**What you will do**.
Repeat verbatim what the listing holds, but not its pictures.

....................

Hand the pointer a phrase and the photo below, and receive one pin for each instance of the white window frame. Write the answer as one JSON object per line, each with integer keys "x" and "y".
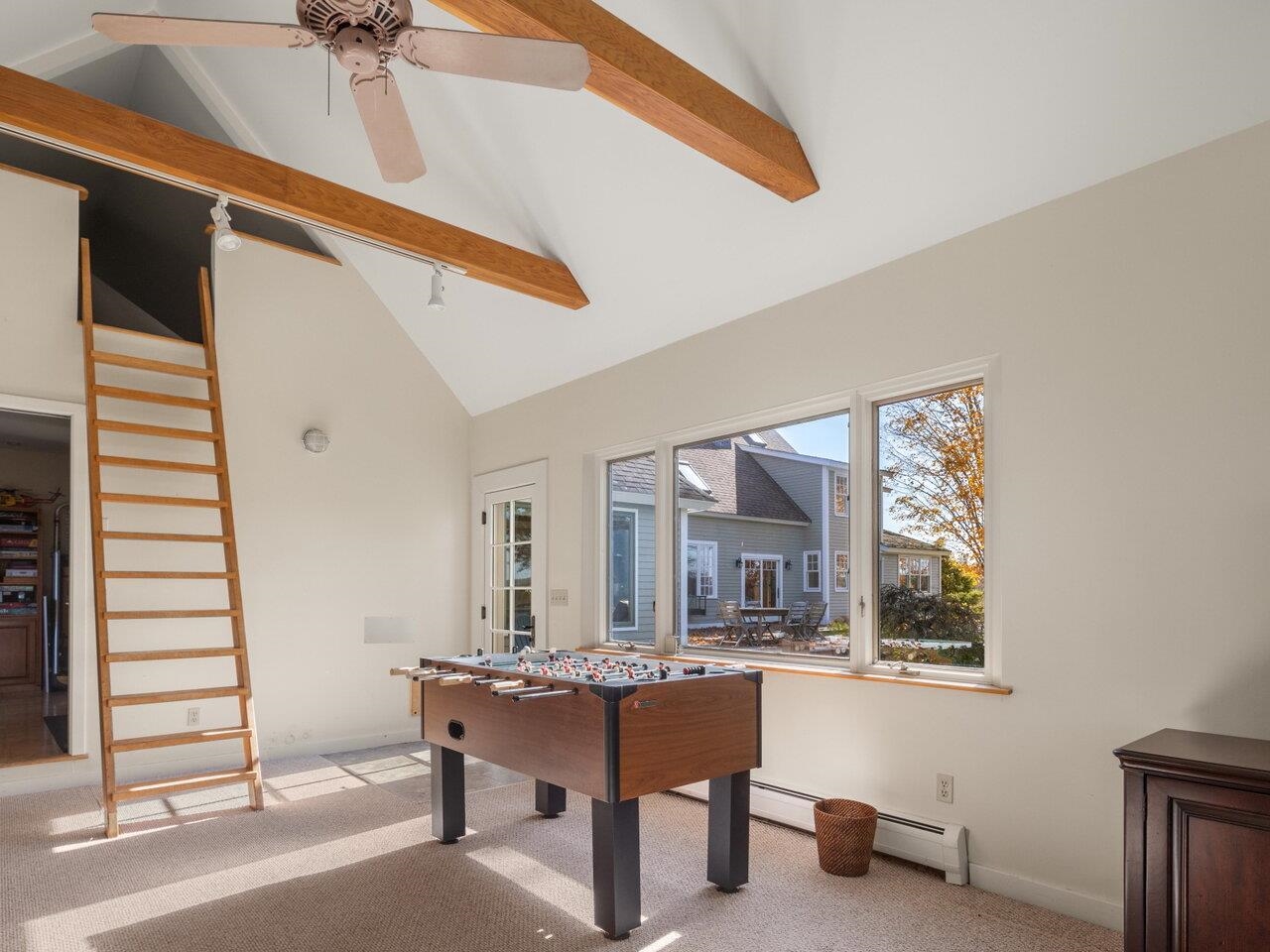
{"x": 846, "y": 497}
{"x": 608, "y": 583}
{"x": 818, "y": 570}
{"x": 780, "y": 576}
{"x": 862, "y": 480}
{"x": 835, "y": 585}
{"x": 901, "y": 560}
{"x": 712, "y": 547}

....................

**Result**.
Hand the pointer a phrase and the photo below, and receive one pin for each instance of the white window frame. Write the answer as one JSON object per line, each with integer keys "x" and "y".
{"x": 846, "y": 497}
{"x": 608, "y": 583}
{"x": 818, "y": 570}
{"x": 780, "y": 576}
{"x": 862, "y": 480}
{"x": 835, "y": 585}
{"x": 901, "y": 560}
{"x": 712, "y": 547}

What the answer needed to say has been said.